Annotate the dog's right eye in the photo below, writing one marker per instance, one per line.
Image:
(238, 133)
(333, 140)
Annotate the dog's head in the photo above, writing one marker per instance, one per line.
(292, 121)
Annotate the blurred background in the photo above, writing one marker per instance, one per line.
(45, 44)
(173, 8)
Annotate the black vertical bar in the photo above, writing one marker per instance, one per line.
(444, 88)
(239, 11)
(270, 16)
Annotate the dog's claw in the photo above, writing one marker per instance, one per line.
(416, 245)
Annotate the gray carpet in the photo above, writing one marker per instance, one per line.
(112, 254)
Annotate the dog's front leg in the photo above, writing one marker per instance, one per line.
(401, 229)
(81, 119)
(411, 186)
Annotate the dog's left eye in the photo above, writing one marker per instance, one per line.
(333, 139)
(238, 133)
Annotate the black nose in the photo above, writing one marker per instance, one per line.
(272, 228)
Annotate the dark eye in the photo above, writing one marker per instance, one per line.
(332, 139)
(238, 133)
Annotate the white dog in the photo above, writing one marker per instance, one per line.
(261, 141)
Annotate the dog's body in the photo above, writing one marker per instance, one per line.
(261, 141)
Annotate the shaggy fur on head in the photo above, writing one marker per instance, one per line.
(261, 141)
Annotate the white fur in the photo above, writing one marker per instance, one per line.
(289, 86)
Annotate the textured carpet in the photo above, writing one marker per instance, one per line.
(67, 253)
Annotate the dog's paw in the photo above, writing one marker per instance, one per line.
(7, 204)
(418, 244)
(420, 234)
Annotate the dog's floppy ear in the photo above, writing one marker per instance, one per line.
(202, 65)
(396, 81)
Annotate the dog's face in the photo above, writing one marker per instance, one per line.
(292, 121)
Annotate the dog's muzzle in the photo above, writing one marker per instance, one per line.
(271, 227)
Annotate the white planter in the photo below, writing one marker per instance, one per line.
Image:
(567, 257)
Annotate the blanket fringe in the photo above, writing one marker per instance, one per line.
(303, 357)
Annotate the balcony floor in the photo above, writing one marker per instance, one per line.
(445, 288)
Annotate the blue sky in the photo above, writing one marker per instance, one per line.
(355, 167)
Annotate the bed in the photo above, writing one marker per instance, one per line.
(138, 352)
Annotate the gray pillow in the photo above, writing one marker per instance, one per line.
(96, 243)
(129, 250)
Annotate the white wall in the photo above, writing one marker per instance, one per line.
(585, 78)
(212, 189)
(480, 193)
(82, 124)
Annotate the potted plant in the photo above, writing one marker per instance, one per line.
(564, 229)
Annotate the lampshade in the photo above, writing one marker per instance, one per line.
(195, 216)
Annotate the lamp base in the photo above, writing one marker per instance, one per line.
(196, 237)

---------------

→ **Instructions for the task**
Rewrite the records from the line with "Annotate the lampshade" up to and including the last line of the records, keeping the requests. Offset every coordinate in the answers by adding 104 to each number.

→ **Solution for this task**
Annotate the lampshade in the photo above, writing one marker per instance, one per line.
(299, 320)
Annotate the lamp base in the photo above, writing one marker per instance, one per line.
(300, 341)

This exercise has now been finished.